* Your instructions
Check each line of the data below for the string "white", then state how many have it and nothing else.

* Data
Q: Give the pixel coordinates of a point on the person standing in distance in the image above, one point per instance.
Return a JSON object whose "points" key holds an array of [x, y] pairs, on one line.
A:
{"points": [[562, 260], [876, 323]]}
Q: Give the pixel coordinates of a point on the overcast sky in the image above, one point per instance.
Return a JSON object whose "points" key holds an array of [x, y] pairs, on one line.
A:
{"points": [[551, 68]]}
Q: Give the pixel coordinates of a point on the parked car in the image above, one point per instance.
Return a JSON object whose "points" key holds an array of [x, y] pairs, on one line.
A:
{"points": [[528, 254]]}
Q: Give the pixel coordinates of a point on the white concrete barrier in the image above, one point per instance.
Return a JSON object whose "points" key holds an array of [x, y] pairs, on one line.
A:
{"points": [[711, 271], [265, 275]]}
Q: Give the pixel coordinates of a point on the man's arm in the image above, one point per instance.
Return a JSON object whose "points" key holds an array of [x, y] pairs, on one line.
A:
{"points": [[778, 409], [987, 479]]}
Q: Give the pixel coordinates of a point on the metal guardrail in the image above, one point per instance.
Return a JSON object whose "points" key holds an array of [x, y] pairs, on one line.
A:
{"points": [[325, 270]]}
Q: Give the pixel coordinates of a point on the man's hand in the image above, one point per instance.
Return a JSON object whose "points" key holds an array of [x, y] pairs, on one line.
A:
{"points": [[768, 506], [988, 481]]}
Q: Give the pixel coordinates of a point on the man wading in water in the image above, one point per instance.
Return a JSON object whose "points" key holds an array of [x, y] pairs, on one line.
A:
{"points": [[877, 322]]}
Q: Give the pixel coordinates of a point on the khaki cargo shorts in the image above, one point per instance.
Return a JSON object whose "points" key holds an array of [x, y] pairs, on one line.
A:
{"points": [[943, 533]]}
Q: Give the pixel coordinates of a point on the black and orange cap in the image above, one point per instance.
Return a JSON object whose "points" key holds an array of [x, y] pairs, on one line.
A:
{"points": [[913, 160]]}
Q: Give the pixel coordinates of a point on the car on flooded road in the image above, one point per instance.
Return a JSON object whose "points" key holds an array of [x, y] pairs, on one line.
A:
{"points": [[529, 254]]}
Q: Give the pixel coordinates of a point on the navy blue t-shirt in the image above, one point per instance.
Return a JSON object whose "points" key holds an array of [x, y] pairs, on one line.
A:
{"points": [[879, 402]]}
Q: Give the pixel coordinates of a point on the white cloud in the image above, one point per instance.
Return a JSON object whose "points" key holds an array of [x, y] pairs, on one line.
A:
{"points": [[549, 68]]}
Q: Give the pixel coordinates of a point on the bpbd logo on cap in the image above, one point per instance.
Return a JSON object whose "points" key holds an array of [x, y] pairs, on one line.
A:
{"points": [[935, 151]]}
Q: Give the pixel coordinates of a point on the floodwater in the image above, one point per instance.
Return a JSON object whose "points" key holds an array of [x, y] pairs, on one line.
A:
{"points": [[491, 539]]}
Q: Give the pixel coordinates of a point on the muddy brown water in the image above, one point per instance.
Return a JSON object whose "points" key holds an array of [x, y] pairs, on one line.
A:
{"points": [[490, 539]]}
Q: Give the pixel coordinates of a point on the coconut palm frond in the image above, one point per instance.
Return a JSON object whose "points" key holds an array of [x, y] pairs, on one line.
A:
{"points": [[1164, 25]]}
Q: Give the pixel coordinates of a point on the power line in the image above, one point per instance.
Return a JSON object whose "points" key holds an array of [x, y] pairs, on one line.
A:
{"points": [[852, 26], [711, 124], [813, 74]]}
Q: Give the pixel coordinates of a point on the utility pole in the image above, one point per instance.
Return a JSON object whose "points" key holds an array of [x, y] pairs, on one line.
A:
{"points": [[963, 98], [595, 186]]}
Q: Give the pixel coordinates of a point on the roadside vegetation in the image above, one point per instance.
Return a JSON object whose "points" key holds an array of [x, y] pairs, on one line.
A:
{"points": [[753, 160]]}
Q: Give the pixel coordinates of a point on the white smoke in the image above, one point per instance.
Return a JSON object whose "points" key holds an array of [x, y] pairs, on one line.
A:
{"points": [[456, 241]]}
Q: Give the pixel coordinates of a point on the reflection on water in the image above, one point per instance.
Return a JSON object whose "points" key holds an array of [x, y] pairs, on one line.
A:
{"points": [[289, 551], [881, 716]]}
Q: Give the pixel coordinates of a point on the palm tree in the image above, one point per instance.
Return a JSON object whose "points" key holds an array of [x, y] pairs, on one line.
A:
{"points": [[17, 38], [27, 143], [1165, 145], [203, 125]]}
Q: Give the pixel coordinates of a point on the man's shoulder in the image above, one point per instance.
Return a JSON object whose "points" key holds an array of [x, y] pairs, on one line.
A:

* Solution to this problem
3